Voci di dati salvate
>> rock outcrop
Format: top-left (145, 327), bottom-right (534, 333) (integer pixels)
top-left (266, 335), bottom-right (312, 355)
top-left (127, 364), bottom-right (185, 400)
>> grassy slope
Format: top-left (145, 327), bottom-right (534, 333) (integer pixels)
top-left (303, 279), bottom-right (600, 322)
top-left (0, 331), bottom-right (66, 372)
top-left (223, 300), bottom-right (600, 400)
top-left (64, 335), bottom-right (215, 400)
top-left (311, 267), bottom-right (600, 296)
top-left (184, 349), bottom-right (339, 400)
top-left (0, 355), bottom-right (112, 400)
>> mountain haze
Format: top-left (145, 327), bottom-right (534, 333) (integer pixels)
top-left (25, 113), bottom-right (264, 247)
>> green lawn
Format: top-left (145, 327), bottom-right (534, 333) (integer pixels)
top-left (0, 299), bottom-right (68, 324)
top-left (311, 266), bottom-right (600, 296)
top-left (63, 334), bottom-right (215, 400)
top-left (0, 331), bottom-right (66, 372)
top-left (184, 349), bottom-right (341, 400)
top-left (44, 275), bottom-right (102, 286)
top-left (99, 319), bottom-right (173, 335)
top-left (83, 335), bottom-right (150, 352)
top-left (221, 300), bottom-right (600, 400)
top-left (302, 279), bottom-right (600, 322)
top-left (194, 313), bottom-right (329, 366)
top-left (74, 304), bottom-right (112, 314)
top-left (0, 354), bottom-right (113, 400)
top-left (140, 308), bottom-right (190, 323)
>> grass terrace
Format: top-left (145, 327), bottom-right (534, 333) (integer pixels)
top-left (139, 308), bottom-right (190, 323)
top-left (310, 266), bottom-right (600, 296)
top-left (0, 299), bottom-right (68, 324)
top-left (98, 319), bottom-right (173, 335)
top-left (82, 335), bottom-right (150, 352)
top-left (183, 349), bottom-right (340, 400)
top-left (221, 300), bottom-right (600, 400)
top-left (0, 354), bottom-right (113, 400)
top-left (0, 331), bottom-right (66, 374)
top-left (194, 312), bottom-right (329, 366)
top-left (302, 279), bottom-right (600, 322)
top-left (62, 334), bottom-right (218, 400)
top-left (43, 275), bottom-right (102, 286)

— Cosa fare —
Formatta come tabella Markdown le righe dell'elenco partendo dall'inizio e arrivando fino alla riga che contiene "top-left (127, 364), bottom-right (185, 400)", inclusa. Usa le colonne Nr e Riga, con il numero progressivo e il testo di ogni riga, saltando quelle vuote.

— Risultato —
| Nr | Riga |
|---|---|
| 1 | >> rock outcrop |
| 2 | Format: top-left (145, 327), bottom-right (534, 333) (integer pixels) |
| 3 | top-left (266, 335), bottom-right (312, 355) |
| 4 | top-left (127, 364), bottom-right (185, 400) |